- **WHAT TO WORK ON**
Report back every line in the data that includes the string "brown".
-*-*-
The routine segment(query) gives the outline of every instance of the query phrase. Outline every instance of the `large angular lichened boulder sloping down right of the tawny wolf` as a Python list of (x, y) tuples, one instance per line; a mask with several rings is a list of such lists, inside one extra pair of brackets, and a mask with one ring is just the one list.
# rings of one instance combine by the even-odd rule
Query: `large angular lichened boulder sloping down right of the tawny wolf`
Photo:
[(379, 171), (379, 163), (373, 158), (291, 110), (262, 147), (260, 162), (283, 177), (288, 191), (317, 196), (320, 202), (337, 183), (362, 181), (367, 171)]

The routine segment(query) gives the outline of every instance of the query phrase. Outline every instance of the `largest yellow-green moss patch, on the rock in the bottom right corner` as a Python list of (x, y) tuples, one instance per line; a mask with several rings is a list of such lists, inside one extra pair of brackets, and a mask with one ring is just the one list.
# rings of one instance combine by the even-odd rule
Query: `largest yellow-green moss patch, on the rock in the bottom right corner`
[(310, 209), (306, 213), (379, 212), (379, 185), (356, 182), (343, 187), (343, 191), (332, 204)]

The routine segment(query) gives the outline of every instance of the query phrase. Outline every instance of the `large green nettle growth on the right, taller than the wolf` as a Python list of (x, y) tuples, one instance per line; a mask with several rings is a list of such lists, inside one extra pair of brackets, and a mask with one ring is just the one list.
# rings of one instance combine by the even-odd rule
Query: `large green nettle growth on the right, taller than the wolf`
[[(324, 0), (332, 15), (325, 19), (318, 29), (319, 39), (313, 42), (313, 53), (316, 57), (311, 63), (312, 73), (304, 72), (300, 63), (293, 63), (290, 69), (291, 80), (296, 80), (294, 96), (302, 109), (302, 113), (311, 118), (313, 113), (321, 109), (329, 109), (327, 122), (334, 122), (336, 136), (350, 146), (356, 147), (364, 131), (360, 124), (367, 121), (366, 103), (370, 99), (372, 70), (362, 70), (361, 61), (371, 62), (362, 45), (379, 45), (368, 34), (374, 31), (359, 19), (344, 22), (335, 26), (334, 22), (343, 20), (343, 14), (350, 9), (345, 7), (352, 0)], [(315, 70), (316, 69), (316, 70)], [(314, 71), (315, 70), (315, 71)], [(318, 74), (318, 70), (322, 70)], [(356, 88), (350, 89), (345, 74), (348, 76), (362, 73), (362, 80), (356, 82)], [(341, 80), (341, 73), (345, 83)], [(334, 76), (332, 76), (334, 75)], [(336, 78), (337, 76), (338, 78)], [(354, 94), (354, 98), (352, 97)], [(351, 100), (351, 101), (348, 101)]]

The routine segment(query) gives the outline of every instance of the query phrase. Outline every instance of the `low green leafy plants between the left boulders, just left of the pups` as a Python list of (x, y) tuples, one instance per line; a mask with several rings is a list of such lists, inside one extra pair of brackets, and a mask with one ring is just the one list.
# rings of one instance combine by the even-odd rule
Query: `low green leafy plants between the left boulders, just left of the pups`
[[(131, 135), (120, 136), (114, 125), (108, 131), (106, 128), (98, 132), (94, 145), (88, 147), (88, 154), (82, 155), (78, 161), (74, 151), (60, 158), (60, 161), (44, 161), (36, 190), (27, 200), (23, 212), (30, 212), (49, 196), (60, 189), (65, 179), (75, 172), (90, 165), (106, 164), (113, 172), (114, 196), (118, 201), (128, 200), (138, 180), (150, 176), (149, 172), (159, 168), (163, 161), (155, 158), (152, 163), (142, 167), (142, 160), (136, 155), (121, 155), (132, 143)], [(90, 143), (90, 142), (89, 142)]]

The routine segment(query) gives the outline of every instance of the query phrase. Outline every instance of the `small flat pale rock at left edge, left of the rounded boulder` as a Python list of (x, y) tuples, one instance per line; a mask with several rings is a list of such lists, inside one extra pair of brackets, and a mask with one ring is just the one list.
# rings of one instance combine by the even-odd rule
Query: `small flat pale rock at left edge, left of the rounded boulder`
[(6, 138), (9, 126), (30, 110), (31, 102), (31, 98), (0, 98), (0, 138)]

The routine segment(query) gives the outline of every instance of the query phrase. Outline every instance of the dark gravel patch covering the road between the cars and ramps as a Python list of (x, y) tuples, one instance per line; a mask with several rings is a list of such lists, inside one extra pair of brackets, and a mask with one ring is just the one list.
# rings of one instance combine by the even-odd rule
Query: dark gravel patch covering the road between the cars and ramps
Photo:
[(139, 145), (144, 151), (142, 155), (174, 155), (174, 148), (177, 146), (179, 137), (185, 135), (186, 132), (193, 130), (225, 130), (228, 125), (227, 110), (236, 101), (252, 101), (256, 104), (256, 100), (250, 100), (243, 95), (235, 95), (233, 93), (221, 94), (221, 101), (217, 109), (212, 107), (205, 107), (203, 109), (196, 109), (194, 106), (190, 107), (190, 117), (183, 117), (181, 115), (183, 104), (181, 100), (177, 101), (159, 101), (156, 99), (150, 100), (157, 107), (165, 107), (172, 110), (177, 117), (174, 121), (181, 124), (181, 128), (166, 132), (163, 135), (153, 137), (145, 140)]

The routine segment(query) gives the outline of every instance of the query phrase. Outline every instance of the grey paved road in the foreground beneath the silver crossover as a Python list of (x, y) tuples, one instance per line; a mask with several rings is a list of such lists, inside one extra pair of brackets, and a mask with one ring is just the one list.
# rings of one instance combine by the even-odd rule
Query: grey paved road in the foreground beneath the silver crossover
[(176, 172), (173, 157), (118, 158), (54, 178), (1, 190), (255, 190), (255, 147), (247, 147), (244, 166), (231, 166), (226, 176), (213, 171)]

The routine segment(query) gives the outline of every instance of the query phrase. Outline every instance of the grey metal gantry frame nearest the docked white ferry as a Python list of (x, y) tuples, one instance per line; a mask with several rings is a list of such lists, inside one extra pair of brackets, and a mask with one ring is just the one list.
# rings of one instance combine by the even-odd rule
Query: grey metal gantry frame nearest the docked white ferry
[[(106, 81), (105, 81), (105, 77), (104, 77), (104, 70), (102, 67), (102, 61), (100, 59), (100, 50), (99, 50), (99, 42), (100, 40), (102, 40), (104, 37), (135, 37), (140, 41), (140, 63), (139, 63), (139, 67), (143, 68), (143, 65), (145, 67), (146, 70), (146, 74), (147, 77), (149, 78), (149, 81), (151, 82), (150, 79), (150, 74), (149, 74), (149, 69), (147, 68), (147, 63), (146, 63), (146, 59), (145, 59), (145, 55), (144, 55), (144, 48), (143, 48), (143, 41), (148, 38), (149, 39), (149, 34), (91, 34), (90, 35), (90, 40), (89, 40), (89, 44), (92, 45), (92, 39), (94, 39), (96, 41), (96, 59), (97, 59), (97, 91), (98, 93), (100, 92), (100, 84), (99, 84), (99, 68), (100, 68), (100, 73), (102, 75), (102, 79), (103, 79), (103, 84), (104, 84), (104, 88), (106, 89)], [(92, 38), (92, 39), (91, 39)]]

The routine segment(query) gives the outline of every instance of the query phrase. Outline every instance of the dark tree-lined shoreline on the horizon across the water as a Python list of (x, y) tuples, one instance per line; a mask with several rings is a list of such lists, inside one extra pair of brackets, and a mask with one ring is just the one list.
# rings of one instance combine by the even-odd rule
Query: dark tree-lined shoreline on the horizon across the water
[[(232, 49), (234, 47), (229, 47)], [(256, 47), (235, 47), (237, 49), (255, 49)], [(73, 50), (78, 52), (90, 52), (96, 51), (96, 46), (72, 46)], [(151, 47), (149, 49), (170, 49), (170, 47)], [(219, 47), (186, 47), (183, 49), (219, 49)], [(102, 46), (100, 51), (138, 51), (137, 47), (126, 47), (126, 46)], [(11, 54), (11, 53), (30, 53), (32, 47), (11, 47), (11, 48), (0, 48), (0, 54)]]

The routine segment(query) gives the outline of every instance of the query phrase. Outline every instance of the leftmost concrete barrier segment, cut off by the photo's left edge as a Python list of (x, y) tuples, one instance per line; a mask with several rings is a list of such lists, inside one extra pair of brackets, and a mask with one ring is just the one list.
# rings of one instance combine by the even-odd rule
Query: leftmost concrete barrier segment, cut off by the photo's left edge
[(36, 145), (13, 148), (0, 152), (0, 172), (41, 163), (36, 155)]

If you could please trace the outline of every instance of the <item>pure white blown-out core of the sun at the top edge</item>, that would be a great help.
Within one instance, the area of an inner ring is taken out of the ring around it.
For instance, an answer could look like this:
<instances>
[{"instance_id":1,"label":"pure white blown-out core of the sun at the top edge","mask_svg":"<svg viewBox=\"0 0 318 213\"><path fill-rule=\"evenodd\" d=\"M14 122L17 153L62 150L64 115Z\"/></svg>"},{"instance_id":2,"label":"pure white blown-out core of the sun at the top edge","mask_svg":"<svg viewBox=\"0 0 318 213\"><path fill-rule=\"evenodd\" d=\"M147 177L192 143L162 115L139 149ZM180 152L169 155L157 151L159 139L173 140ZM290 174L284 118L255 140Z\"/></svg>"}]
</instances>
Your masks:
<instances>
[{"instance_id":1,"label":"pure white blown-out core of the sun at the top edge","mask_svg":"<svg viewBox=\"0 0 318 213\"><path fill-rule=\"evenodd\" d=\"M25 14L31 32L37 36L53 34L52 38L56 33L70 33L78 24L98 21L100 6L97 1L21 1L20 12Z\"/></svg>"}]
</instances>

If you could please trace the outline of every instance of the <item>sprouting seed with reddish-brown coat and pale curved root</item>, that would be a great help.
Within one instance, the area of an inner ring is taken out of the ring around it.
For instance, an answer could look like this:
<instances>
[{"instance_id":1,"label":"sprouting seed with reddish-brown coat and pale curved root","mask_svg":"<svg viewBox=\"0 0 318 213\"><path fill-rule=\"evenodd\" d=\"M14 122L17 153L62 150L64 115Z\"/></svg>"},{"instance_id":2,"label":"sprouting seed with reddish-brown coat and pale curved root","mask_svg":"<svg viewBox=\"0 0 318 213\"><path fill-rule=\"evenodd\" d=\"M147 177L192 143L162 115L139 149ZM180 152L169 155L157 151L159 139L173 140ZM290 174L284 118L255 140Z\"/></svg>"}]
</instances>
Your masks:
-*-*-
- **ANSWER TO THIS PROBLEM**
If you could please trace the outline of every instance of the <item>sprouting seed with reddish-brown coat and pale curved root</item>, that would be a great help.
[{"instance_id":1,"label":"sprouting seed with reddish-brown coat and pale curved root","mask_svg":"<svg viewBox=\"0 0 318 213\"><path fill-rule=\"evenodd\" d=\"M14 122L17 153L62 150L64 115Z\"/></svg>"},{"instance_id":2,"label":"sprouting seed with reddish-brown coat and pale curved root","mask_svg":"<svg viewBox=\"0 0 318 213\"><path fill-rule=\"evenodd\" d=\"M147 177L192 143L162 115L139 149ZM180 152L169 155L157 151L159 139L173 140ZM290 174L284 118L255 140Z\"/></svg>"}]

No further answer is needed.